● DIRECTIONS: Repeat only the lines below that run from the line with "# test: point at every instance of the stone" to the line with "# test: point at every instance of the person", ends included; skip every picture.

[SUPPLIED RECORDS — start]

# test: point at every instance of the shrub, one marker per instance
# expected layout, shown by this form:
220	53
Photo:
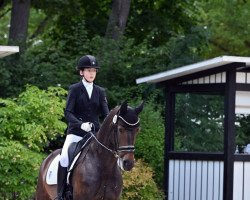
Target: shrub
139	183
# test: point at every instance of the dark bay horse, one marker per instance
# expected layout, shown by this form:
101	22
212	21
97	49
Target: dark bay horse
97	172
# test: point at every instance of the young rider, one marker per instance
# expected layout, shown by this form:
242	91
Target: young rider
86	102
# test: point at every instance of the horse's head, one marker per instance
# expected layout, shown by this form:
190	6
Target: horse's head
128	125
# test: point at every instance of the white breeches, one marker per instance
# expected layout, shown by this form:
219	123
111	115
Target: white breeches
64	158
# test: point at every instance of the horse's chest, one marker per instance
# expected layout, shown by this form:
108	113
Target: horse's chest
109	190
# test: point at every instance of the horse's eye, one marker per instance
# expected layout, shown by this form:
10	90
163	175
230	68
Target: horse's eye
120	130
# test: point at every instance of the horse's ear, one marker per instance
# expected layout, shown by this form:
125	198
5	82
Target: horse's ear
139	108
124	108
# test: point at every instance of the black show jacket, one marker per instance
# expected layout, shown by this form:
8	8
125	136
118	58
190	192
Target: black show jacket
80	108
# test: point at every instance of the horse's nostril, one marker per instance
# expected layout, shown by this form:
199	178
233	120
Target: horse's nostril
128	165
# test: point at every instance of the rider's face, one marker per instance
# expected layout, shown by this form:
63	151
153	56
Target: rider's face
89	74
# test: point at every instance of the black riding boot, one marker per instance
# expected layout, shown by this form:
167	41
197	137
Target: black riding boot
61	181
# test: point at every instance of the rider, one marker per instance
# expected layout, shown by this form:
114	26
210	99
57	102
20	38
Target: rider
85	103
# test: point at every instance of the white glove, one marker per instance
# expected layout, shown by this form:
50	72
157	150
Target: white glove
87	126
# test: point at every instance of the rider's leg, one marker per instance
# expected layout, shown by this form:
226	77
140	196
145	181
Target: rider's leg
63	164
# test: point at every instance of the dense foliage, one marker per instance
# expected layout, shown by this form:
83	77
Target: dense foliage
139	183
159	35
28	123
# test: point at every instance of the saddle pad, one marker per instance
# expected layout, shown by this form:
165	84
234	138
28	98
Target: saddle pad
51	176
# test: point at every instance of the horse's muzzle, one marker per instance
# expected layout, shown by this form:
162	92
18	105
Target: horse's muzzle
128	165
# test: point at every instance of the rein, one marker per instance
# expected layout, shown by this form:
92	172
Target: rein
127	148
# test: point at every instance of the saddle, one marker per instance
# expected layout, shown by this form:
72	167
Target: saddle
76	148
74	152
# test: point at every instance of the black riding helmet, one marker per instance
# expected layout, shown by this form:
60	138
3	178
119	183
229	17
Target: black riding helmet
87	61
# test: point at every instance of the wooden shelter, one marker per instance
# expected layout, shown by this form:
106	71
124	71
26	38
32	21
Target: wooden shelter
8	50
222	175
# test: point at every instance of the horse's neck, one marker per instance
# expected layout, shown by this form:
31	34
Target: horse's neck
103	149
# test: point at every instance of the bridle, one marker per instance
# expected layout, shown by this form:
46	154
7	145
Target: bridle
118	149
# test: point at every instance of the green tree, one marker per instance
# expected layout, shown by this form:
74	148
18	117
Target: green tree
28	123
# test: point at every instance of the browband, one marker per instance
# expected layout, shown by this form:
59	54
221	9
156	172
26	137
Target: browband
115	118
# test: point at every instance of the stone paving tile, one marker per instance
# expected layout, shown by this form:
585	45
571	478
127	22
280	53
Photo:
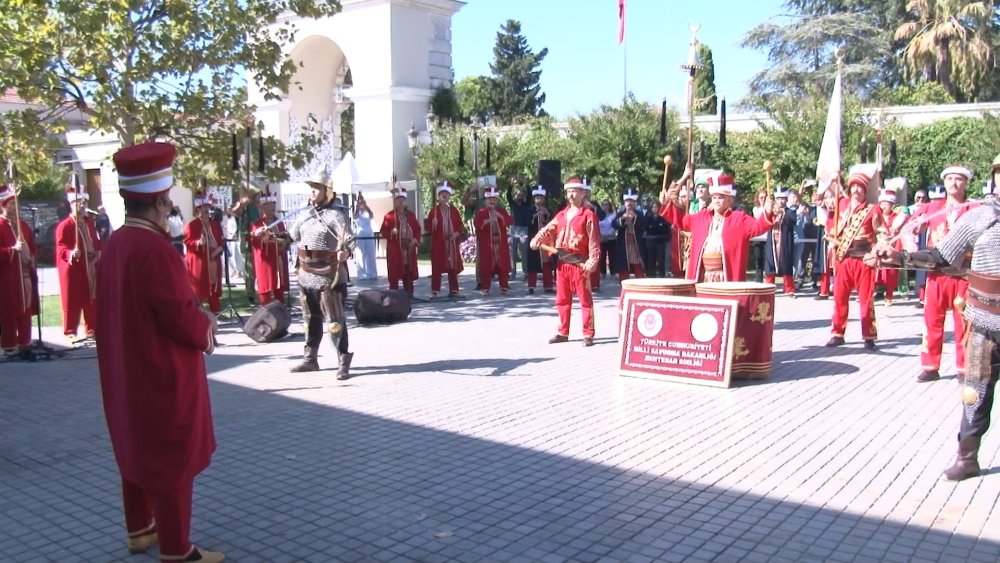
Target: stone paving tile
474	426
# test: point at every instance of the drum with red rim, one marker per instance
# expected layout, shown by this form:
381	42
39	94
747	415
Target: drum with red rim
752	351
655	286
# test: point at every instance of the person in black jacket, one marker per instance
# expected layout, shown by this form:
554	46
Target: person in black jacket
657	239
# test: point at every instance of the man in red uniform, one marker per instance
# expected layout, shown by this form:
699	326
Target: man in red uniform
860	226
18	278
270	252
401	231
493	249
444	224
537	260
944	293
573	231
720	235
77	252
152	335
630	247
203	240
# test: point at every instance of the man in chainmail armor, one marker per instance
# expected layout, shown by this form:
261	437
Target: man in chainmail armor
325	241
978	229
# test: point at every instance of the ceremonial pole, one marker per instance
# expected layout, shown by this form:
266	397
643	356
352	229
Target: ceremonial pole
692	66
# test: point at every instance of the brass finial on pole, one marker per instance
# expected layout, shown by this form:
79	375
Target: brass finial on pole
692	66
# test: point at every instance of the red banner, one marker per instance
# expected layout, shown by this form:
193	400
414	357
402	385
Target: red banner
685	339
621	21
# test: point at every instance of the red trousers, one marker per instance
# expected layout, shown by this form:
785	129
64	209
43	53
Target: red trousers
632	269
569	280
71	318
824	284
789	282
407	283
452	281
265	298
169	511
546	278
853	274
595	280
15	329
486	278
943	293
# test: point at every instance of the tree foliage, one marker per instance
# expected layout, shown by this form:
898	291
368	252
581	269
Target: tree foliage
885	44
515	91
162	69
473	96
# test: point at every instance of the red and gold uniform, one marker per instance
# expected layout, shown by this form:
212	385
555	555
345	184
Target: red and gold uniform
203	241
401	232
77	252
574	230
860	227
270	256
493	250
944	293
444	224
152	336
18	278
720	243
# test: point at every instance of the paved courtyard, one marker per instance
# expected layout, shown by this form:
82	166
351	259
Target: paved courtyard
464	436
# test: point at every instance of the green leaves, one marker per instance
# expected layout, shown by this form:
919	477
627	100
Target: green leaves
169	69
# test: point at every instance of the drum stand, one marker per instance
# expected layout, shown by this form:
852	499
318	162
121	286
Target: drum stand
229	310
38	350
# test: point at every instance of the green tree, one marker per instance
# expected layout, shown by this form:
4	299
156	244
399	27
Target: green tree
801	46
515	91
948	42
617	147
167	70
705	99
473	94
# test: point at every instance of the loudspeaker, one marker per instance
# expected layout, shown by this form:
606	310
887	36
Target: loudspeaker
550	178
383	306
268	323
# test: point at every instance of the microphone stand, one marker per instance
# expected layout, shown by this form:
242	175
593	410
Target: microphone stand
38	349
229	309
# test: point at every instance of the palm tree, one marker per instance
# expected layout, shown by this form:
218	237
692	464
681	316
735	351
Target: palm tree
948	43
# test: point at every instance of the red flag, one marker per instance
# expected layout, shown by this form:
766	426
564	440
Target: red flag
621	21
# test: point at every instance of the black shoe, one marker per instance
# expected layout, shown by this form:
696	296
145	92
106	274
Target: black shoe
928	375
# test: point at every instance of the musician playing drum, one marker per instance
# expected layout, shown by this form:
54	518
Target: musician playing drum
325	241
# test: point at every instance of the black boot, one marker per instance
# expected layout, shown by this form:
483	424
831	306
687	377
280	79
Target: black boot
345	366
966	463
309	362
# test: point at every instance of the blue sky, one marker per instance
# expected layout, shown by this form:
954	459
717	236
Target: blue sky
585	62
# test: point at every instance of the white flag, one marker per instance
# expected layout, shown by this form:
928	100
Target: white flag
828	165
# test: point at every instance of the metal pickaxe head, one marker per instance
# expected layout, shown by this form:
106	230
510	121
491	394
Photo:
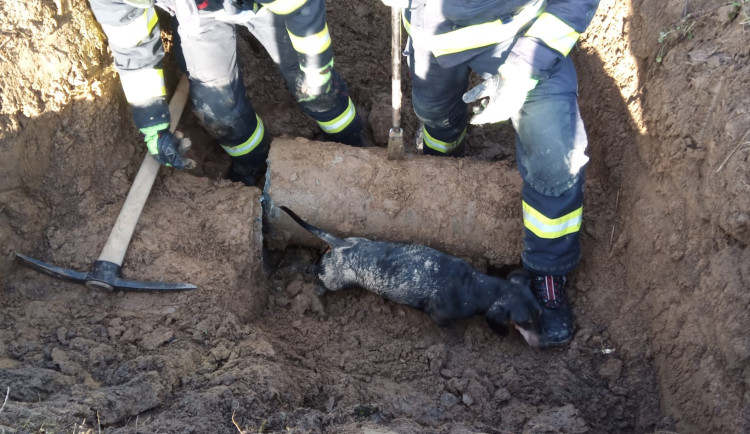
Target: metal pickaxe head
105	275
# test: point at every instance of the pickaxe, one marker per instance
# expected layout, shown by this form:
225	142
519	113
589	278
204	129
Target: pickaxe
106	270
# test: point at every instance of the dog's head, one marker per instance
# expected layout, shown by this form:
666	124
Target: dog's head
516	305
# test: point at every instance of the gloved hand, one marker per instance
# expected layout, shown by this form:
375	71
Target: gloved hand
506	90
311	85
167	148
400	4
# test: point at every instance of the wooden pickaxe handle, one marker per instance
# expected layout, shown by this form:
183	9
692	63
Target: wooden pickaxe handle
122	232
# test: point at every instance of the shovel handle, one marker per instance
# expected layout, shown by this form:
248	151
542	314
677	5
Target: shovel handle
122	232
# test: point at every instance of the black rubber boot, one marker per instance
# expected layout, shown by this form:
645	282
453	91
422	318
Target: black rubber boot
557	315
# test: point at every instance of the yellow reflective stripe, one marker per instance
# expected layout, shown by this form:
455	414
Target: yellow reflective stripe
134	32
545	227
313	44
554	33
248	145
322	70
341	121
476	36
318	76
284	7
440	145
143	84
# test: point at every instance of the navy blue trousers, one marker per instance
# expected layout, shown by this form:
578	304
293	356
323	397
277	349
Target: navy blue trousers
550	147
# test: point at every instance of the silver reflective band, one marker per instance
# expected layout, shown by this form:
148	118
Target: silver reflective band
144	4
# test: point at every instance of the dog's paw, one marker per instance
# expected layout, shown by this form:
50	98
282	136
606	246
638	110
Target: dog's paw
520	277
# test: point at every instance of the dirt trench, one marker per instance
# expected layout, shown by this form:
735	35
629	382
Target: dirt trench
661	295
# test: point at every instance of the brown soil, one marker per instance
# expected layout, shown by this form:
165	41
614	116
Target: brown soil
661	296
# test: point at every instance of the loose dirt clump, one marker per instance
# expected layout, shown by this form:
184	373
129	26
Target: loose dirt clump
661	295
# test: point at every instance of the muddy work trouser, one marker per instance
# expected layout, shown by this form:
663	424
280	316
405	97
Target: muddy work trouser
550	147
209	58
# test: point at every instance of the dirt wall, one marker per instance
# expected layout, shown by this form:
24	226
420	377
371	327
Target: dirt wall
660	296
687	222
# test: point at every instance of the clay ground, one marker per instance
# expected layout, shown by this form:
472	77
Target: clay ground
661	295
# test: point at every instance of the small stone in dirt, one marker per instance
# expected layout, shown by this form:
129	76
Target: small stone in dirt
294	288
61	335
448	400
301	304
156	339
611	369
501	395
559	419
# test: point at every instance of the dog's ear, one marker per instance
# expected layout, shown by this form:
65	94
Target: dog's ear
498	318
520	277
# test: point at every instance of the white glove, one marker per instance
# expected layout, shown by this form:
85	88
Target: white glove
241	18
399	4
506	92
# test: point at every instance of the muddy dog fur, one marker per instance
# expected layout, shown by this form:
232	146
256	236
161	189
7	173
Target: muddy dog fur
445	287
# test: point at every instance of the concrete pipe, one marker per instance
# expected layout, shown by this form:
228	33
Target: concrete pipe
469	209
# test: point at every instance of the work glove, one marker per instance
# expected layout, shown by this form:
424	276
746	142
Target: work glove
313	84
400	4
506	92
167	148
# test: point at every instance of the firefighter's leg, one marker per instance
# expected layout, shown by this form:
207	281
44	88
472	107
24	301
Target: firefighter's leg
331	108
436	96
550	151
218	94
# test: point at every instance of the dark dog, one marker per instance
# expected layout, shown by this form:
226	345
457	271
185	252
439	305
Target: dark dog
441	285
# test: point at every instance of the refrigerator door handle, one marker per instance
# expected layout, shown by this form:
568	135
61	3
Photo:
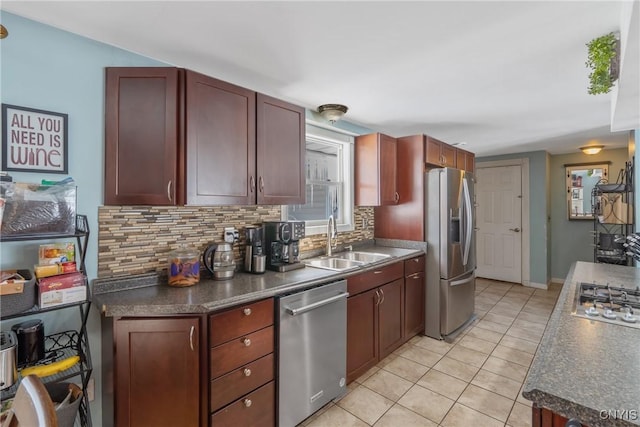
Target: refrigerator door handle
468	221
463	281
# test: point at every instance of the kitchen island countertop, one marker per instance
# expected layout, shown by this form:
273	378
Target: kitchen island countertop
147	295
588	369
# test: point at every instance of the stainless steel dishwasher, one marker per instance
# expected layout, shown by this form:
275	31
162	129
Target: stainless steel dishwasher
312	344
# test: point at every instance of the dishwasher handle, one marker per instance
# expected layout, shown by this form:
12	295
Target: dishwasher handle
317	304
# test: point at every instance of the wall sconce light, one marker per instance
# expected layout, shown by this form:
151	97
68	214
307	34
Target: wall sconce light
332	112
592	149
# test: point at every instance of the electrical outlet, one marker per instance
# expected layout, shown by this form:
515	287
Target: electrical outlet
90	389
231	235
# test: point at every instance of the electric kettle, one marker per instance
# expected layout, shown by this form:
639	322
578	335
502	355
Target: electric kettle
218	259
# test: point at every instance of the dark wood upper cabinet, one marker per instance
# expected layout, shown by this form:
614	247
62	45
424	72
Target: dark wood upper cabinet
280	152
375	170
406	219
439	153
141	136
174	137
466	160
220	141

[SUPPLIED RECORDS — finish]

● OUTPUT FOR THIS EXERCISE:
# test: point at every instance of the stone paving tile, one marker per instance
# expected layout, shown by this form:
585	45
571	478
127	22
280	53
Photo:
Target: stone paving tile
474	426
# test: point at every instance of the drum with red rim, one marker per instance
# expected layout, shown by this form:
381	42
39	94
747	415
Target: drum with red rim
752	351
655	286
# test: point at every instance of the person in black jacket, one marker per instance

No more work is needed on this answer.